**What this task involves:** The range runs from the line containing "Target: bus front grille" to the last line of the entries. Copy that range exactly, omitting pictures.

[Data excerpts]
☆ ☆ ☆ ☆ ☆

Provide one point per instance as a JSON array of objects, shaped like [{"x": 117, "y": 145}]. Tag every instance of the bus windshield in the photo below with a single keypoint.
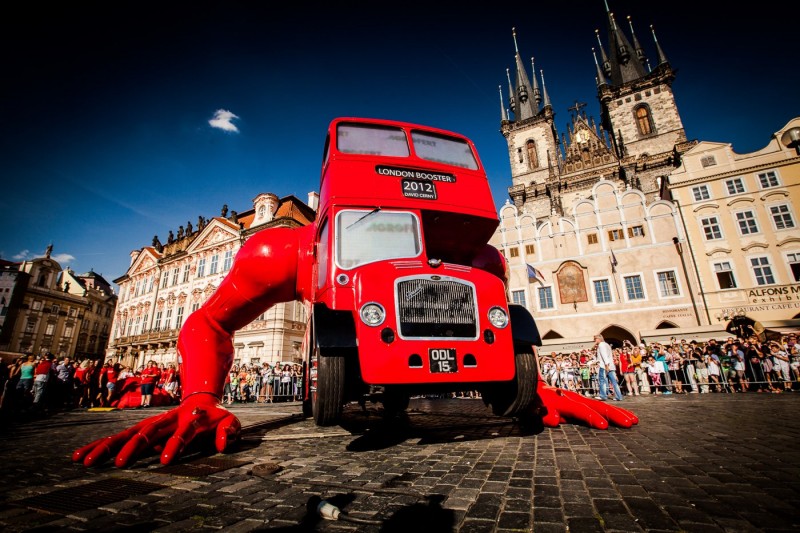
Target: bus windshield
[
  {"x": 367, "y": 236},
  {"x": 447, "y": 150}
]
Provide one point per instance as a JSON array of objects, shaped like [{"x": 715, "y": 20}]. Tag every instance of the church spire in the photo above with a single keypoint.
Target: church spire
[
  {"x": 524, "y": 103},
  {"x": 640, "y": 55},
  {"x": 503, "y": 115},
  {"x": 661, "y": 57}
]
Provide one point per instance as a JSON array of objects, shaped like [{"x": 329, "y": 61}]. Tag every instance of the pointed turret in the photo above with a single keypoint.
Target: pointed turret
[
  {"x": 524, "y": 103},
  {"x": 624, "y": 66},
  {"x": 601, "y": 80},
  {"x": 661, "y": 57},
  {"x": 640, "y": 55},
  {"x": 544, "y": 90},
  {"x": 503, "y": 115},
  {"x": 537, "y": 94}
]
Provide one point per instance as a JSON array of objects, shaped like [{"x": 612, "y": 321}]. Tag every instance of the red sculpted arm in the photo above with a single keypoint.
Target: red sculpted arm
[{"x": 270, "y": 268}]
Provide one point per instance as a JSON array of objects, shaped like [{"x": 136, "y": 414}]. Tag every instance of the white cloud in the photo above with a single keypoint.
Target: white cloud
[
  {"x": 63, "y": 258},
  {"x": 223, "y": 120},
  {"x": 25, "y": 255}
]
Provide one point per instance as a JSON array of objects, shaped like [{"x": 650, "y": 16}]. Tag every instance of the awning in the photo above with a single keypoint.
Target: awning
[
  {"x": 566, "y": 345},
  {"x": 694, "y": 333}
]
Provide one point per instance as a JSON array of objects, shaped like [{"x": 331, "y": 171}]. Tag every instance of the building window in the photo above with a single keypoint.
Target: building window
[
  {"x": 768, "y": 179},
  {"x": 747, "y": 222},
  {"x": 602, "y": 291},
  {"x": 518, "y": 297},
  {"x": 636, "y": 231},
  {"x": 794, "y": 264},
  {"x": 762, "y": 270},
  {"x": 725, "y": 277},
  {"x": 781, "y": 216},
  {"x": 643, "y": 120},
  {"x": 735, "y": 186},
  {"x": 545, "y": 297},
  {"x": 533, "y": 159},
  {"x": 708, "y": 161},
  {"x": 667, "y": 283},
  {"x": 633, "y": 287},
  {"x": 711, "y": 228},
  {"x": 701, "y": 193}
]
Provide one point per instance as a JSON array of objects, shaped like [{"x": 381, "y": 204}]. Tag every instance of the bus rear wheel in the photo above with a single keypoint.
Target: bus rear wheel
[
  {"x": 327, "y": 398},
  {"x": 515, "y": 398}
]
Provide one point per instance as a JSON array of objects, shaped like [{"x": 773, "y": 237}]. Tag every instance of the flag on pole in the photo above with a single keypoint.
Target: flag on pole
[{"x": 534, "y": 273}]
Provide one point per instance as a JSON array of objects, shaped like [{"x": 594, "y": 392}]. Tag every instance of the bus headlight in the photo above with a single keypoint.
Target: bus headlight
[
  {"x": 372, "y": 314},
  {"x": 498, "y": 317}
]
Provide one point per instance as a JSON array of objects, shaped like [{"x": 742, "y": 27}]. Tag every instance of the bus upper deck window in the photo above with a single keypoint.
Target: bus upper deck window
[
  {"x": 442, "y": 149},
  {"x": 371, "y": 139}
]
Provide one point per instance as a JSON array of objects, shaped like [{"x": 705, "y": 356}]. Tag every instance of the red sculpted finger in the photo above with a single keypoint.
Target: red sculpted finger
[
  {"x": 147, "y": 437},
  {"x": 227, "y": 432}
]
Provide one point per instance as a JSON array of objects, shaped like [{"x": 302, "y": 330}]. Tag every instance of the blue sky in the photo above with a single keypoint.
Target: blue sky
[{"x": 124, "y": 120}]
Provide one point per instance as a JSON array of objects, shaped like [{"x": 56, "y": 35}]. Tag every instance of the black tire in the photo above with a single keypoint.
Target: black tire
[
  {"x": 516, "y": 397},
  {"x": 395, "y": 401},
  {"x": 327, "y": 400}
]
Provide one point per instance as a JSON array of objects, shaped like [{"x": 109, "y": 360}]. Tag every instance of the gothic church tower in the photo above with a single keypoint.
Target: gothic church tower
[{"x": 637, "y": 141}]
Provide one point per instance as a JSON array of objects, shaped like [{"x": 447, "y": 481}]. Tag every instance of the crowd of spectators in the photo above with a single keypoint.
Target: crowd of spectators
[{"x": 733, "y": 365}]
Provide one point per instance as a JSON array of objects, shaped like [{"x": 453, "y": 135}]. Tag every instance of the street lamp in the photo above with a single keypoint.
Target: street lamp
[
  {"x": 791, "y": 139},
  {"x": 679, "y": 248}
]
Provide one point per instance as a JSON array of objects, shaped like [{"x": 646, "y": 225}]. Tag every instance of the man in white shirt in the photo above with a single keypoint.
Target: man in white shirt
[{"x": 607, "y": 370}]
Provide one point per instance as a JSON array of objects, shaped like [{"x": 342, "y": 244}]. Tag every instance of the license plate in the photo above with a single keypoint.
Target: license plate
[
  {"x": 442, "y": 360},
  {"x": 425, "y": 190}
]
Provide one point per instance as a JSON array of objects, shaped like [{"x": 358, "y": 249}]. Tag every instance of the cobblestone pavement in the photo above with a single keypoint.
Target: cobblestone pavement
[{"x": 718, "y": 462}]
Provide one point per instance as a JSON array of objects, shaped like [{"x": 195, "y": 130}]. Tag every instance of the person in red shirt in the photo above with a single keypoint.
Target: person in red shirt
[
  {"x": 149, "y": 377},
  {"x": 108, "y": 381}
]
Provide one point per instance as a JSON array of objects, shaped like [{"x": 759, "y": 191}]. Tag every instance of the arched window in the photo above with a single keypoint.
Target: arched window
[
  {"x": 533, "y": 159},
  {"x": 643, "y": 120}
]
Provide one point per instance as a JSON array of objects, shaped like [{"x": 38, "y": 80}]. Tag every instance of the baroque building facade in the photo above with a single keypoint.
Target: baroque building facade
[
  {"x": 167, "y": 282},
  {"x": 589, "y": 212},
  {"x": 741, "y": 219},
  {"x": 50, "y": 309}
]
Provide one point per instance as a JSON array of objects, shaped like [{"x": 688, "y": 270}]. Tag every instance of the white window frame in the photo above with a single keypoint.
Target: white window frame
[
  {"x": 734, "y": 181},
  {"x": 766, "y": 173},
  {"x": 792, "y": 257},
  {"x": 514, "y": 297},
  {"x": 751, "y": 268},
  {"x": 718, "y": 224},
  {"x": 732, "y": 270},
  {"x": 789, "y": 211},
  {"x": 701, "y": 193},
  {"x": 610, "y": 291},
  {"x": 552, "y": 297},
  {"x": 678, "y": 284},
  {"x": 755, "y": 221},
  {"x": 625, "y": 287}
]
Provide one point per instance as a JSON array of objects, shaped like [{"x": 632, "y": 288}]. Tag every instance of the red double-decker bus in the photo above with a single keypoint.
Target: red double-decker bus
[{"x": 408, "y": 297}]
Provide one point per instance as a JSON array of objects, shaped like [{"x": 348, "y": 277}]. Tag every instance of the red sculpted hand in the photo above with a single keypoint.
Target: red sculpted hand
[
  {"x": 197, "y": 415},
  {"x": 559, "y": 406}
]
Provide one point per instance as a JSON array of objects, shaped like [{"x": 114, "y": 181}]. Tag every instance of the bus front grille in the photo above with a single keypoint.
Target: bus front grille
[{"x": 436, "y": 309}]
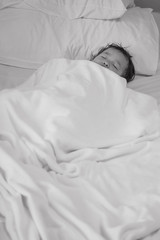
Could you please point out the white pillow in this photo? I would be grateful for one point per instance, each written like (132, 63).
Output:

☆ ☆ ☆ ☆ ☆

**Response to this task:**
Target: bus front grille
[{"x": 436, "y": 309}]
Could you please point out the white pillow in this photo? I would be grateful for one point per instance, each written like (132, 63).
Output:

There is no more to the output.